**Short problem:** Reproduce the listing below word for word, omitting the pictures.

**Data to process:**
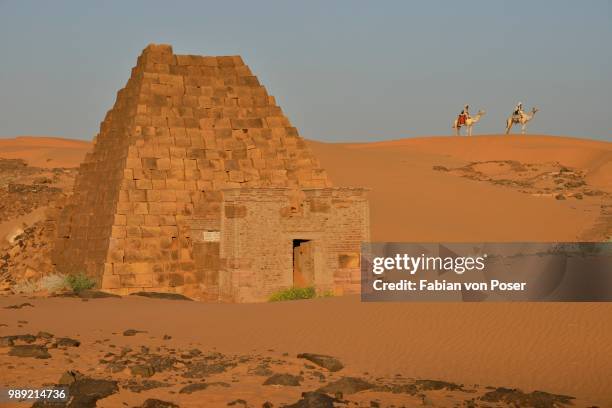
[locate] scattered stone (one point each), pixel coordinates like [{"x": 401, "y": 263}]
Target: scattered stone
[
  {"x": 69, "y": 377},
  {"x": 155, "y": 403},
  {"x": 428, "y": 385},
  {"x": 86, "y": 391},
  {"x": 64, "y": 342},
  {"x": 44, "y": 335},
  {"x": 261, "y": 370},
  {"x": 188, "y": 389},
  {"x": 143, "y": 370},
  {"x": 202, "y": 369},
  {"x": 314, "y": 399},
  {"x": 145, "y": 385},
  {"x": 284, "y": 379},
  {"x": 132, "y": 332},
  {"x": 162, "y": 295},
  {"x": 328, "y": 362},
  {"x": 237, "y": 402},
  {"x": 538, "y": 399},
  {"x": 20, "y": 306},
  {"x": 346, "y": 385},
  {"x": 30, "y": 350}
]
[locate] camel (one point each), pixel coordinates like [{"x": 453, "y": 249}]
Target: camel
[
  {"x": 469, "y": 123},
  {"x": 523, "y": 120}
]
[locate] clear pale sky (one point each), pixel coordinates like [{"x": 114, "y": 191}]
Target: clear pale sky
[{"x": 341, "y": 70}]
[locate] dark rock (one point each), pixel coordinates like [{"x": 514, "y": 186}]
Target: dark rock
[
  {"x": 328, "y": 362},
  {"x": 410, "y": 389},
  {"x": 20, "y": 306},
  {"x": 161, "y": 363},
  {"x": 202, "y": 369},
  {"x": 143, "y": 370},
  {"x": 428, "y": 385},
  {"x": 29, "y": 350},
  {"x": 17, "y": 338},
  {"x": 188, "y": 389},
  {"x": 155, "y": 403},
  {"x": 69, "y": 377},
  {"x": 95, "y": 294},
  {"x": 145, "y": 385},
  {"x": 132, "y": 332},
  {"x": 261, "y": 370},
  {"x": 63, "y": 342},
  {"x": 44, "y": 335},
  {"x": 314, "y": 399},
  {"x": 536, "y": 399},
  {"x": 283, "y": 379},
  {"x": 346, "y": 385},
  {"x": 162, "y": 295}
]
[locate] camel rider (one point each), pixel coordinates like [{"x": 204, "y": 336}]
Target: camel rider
[
  {"x": 464, "y": 115},
  {"x": 518, "y": 111}
]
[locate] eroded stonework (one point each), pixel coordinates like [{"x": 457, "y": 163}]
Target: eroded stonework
[{"x": 198, "y": 184}]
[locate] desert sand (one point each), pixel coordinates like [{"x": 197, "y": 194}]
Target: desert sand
[
  {"x": 410, "y": 201},
  {"x": 44, "y": 151},
  {"x": 484, "y": 188}
]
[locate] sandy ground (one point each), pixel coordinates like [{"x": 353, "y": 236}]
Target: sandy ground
[
  {"x": 42, "y": 151},
  {"x": 558, "y": 348},
  {"x": 410, "y": 201},
  {"x": 421, "y": 190}
]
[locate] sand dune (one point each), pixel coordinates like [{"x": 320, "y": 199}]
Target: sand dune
[
  {"x": 410, "y": 201},
  {"x": 559, "y": 348},
  {"x": 41, "y": 151},
  {"x": 556, "y": 347}
]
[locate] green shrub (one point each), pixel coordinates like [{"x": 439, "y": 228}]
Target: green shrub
[
  {"x": 294, "y": 294},
  {"x": 79, "y": 282}
]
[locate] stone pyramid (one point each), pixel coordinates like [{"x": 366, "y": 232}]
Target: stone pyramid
[{"x": 181, "y": 131}]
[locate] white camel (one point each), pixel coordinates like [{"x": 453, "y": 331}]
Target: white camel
[
  {"x": 469, "y": 123},
  {"x": 521, "y": 119}
]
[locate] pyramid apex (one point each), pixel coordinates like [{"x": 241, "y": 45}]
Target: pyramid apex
[{"x": 158, "y": 48}]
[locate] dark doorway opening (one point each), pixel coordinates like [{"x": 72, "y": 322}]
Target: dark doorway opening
[{"x": 303, "y": 263}]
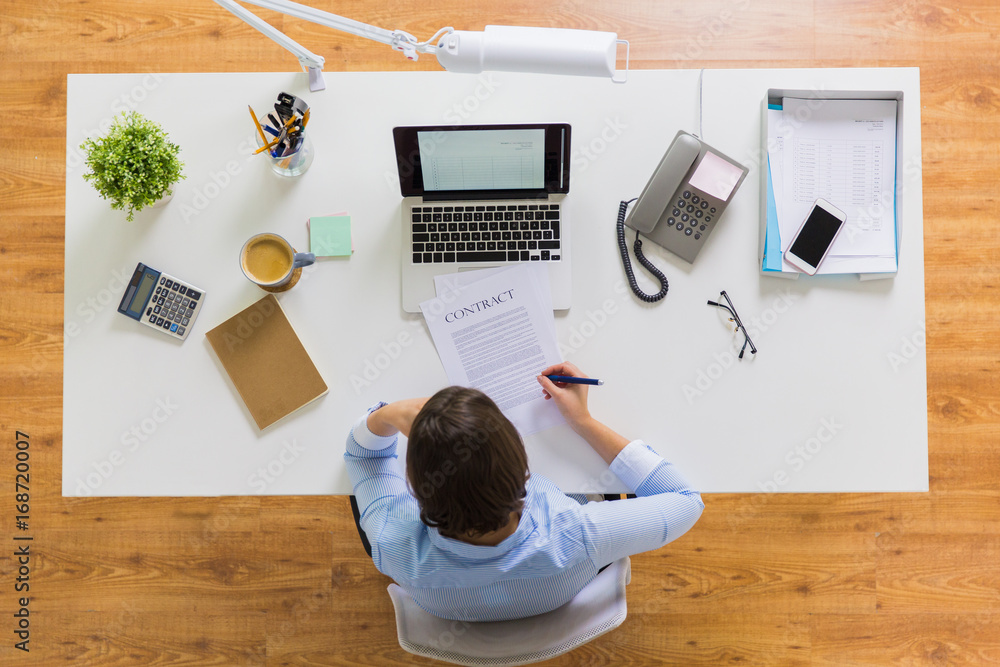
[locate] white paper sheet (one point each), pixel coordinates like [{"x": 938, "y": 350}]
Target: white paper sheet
[
  {"x": 496, "y": 333},
  {"x": 845, "y": 152}
]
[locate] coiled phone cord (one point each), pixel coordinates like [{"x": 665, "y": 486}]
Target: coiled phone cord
[{"x": 649, "y": 266}]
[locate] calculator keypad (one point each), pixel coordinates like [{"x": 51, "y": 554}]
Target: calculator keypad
[{"x": 173, "y": 307}]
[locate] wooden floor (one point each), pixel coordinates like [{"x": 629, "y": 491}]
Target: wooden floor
[{"x": 763, "y": 580}]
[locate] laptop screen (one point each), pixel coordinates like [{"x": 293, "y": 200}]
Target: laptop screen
[{"x": 483, "y": 161}]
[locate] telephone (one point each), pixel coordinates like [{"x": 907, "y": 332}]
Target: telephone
[{"x": 680, "y": 205}]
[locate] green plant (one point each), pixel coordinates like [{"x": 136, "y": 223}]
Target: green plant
[{"x": 134, "y": 165}]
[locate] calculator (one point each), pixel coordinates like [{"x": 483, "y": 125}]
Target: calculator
[{"x": 162, "y": 301}]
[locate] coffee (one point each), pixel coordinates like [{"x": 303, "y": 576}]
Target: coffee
[{"x": 267, "y": 259}]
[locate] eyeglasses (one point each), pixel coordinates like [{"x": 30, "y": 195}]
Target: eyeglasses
[{"x": 735, "y": 318}]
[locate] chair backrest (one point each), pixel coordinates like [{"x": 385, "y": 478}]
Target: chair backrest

**Correct result:**
[locate] scattered stone (one point each), pixel coordinates like [{"x": 401, "y": 263}]
Target: scattered stone
[
  {"x": 69, "y": 377},
  {"x": 155, "y": 403},
  {"x": 428, "y": 385},
  {"x": 86, "y": 391},
  {"x": 64, "y": 342},
  {"x": 44, "y": 335},
  {"x": 261, "y": 370},
  {"x": 188, "y": 389},
  {"x": 143, "y": 370},
  {"x": 202, "y": 369},
  {"x": 314, "y": 399},
  {"x": 145, "y": 385},
  {"x": 284, "y": 379},
  {"x": 132, "y": 332},
  {"x": 162, "y": 295},
  {"x": 328, "y": 362},
  {"x": 237, "y": 402},
  {"x": 538, "y": 399},
  {"x": 20, "y": 306},
  {"x": 346, "y": 385},
  {"x": 30, "y": 350}
]
[locate] camel (one point each), pixel coordinates like [{"x": 453, "y": 249}]
Target: camel
[
  {"x": 469, "y": 123},
  {"x": 523, "y": 120}
]
[locate] clear pale sky (one point each), pixel coordinates like [{"x": 114, "y": 191}]
Target: clear pale sky
[{"x": 341, "y": 70}]
[locate] dark rock (one point each), pixel coordinates like [{"x": 514, "y": 186}]
Target: dark rock
[
  {"x": 328, "y": 362},
  {"x": 410, "y": 389},
  {"x": 20, "y": 306},
  {"x": 161, "y": 363},
  {"x": 202, "y": 369},
  {"x": 143, "y": 370},
  {"x": 428, "y": 385},
  {"x": 29, "y": 350},
  {"x": 17, "y": 338},
  {"x": 188, "y": 389},
  {"x": 155, "y": 403},
  {"x": 69, "y": 377},
  {"x": 95, "y": 294},
  {"x": 145, "y": 385},
  {"x": 132, "y": 332},
  {"x": 261, "y": 370},
  {"x": 63, "y": 342},
  {"x": 44, "y": 335},
  {"x": 314, "y": 399},
  {"x": 536, "y": 399},
  {"x": 283, "y": 379},
  {"x": 346, "y": 385},
  {"x": 162, "y": 295}
]
[locate] camel rider (one point each), pixel coordinates like [{"x": 204, "y": 336}]
Target: camel rider
[
  {"x": 464, "y": 115},
  {"x": 518, "y": 111}
]
[locate] eroded stonework (one point each), pixel coordinates like [{"x": 457, "y": 163}]
Target: eroded stonework
[{"x": 198, "y": 184}]
[locate] desert sand (one point each), pixel coordinates like [{"x": 197, "y": 194}]
Target: desert sand
[
  {"x": 410, "y": 201},
  {"x": 44, "y": 151},
  {"x": 484, "y": 188}
]
[locate] sandy ground (one point each), pixel coordinates like [{"x": 353, "y": 236}]
Target: sandy ground
[
  {"x": 42, "y": 151},
  {"x": 558, "y": 348},
  {"x": 410, "y": 201},
  {"x": 421, "y": 190}
]
[locate] sand dune (one point each), pixel coordinates like [{"x": 320, "y": 199}]
Target: sand dune
[
  {"x": 410, "y": 201},
  {"x": 559, "y": 348},
  {"x": 41, "y": 151},
  {"x": 556, "y": 347}
]
[locate] green shrub (one point each), pixel coordinates like [{"x": 439, "y": 228}]
Target: green shrub
[
  {"x": 294, "y": 294},
  {"x": 79, "y": 282}
]
[locate] stone pyramid (one point each), pixel coordinates like [{"x": 366, "y": 232}]
Target: stone pyramid
[{"x": 181, "y": 131}]
[locate] white camel (one point each), pixel coordinates like [{"x": 453, "y": 331}]
Target: white camel
[
  {"x": 469, "y": 123},
  {"x": 521, "y": 119}
]
[locate] pyramid apex (one point each), pixel coordinates like [{"x": 241, "y": 45}]
Target: pyramid apex
[{"x": 158, "y": 48}]
[locate] dark doorway opening (one point each), pixel coordinates like [{"x": 72, "y": 322}]
Target: dark doorway opening
[{"x": 303, "y": 263}]
[locate] white paper sheet (one point each), pixel coordinates like [{"x": 938, "y": 350}]
Target: white paper sheet
[
  {"x": 496, "y": 333},
  {"x": 845, "y": 152}
]
[locate] coiled phone cord (one point each), pixel coordinates like [{"x": 665, "y": 486}]
Target: coiled phone cord
[{"x": 649, "y": 266}]
[locate] calculator keypad (one point each), pixel coordinates like [{"x": 51, "y": 554}]
Target: calculator keypad
[{"x": 173, "y": 307}]
[locate] wooden floor (one point each), pixel coordinates like [{"x": 629, "y": 491}]
Target: wooden floor
[{"x": 763, "y": 580}]
[locate] laptop screen (one point each), pixel coordinates like [{"x": 293, "y": 200}]
Target: laptop screen
[{"x": 483, "y": 161}]
[locate] telephone (one point each), pixel coordinates like [{"x": 907, "y": 332}]
Target: telephone
[{"x": 680, "y": 205}]
[locate] green plant (one point each), pixel coordinates like [{"x": 136, "y": 223}]
Target: green plant
[{"x": 134, "y": 165}]
[locate] calculator (one point each), pixel coordinates like [{"x": 483, "y": 125}]
Target: calculator
[{"x": 162, "y": 301}]
[locate] coffee (one point each), pixel coordinates like [{"x": 303, "y": 576}]
Target: coffee
[{"x": 267, "y": 259}]
[locate] eyeglasses (one point each), pixel coordinates like [{"x": 30, "y": 195}]
Target: eyeglasses
[{"x": 735, "y": 318}]
[locate] chair backrest (one point each), pixel coordinates like [{"x": 385, "y": 478}]
Target: chair backrest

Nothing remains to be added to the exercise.